Exercise materials –
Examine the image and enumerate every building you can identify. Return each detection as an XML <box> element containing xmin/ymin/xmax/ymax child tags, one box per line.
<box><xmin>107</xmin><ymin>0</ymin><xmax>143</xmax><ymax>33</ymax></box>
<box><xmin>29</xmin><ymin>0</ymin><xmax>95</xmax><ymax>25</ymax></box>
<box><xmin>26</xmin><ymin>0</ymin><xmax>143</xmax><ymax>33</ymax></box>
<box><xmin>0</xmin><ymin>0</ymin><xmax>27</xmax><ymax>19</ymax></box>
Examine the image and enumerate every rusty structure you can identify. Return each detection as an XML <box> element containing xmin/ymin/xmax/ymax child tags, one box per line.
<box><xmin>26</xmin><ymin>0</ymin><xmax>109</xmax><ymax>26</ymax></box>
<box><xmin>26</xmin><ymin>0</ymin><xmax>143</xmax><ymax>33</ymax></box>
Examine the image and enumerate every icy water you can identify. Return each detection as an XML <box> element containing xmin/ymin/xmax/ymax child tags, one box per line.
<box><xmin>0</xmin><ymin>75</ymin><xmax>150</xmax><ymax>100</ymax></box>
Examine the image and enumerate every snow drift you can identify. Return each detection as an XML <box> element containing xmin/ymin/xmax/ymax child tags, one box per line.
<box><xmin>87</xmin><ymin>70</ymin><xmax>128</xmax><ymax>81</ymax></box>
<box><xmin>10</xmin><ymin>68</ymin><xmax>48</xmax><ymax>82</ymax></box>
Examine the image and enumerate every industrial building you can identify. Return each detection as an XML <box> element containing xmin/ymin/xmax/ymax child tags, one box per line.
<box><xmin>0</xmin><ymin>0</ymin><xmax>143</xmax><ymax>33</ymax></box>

Exercise prompt – This exercise calls for repeating every line of the data exactly.

Exercise response –
Examine the image and enumerate every building you can identify. Return each detection as an XML <box> element containing xmin/ymin/xmax/ymax child tags, one box per line.
<box><xmin>107</xmin><ymin>0</ymin><xmax>143</xmax><ymax>33</ymax></box>
<box><xmin>29</xmin><ymin>0</ymin><xmax>95</xmax><ymax>25</ymax></box>
<box><xmin>26</xmin><ymin>0</ymin><xmax>143</xmax><ymax>33</ymax></box>
<box><xmin>0</xmin><ymin>0</ymin><xmax>27</xmax><ymax>19</ymax></box>
Examine the image and enumerate every rusty structure you can identify. Return each detection as an XML <box> element containing xmin/ymin/xmax/ymax child tags, one box per line.
<box><xmin>26</xmin><ymin>0</ymin><xmax>109</xmax><ymax>26</ymax></box>
<box><xmin>26</xmin><ymin>0</ymin><xmax>143</xmax><ymax>33</ymax></box>
Examine the image and enumerate every icy water you can identify. Return each detection as an XML <box> element containing xmin/ymin/xmax/ymax child tags, one box per line.
<box><xmin>0</xmin><ymin>75</ymin><xmax>150</xmax><ymax>100</ymax></box>
Examine the image and enumerate every snow drift you can identify. Return each detection as an XML <box> element containing xmin/ymin/xmax/ymax child tags, one box per line.
<box><xmin>87</xmin><ymin>70</ymin><xmax>128</xmax><ymax>81</ymax></box>
<box><xmin>10</xmin><ymin>68</ymin><xmax>48</xmax><ymax>82</ymax></box>
Examine the image and enumerate every industrial building you can identify. Return each detection as an XML <box> element containing xmin/ymin/xmax/ymax child tags, one box per line.
<box><xmin>0</xmin><ymin>0</ymin><xmax>143</xmax><ymax>33</ymax></box>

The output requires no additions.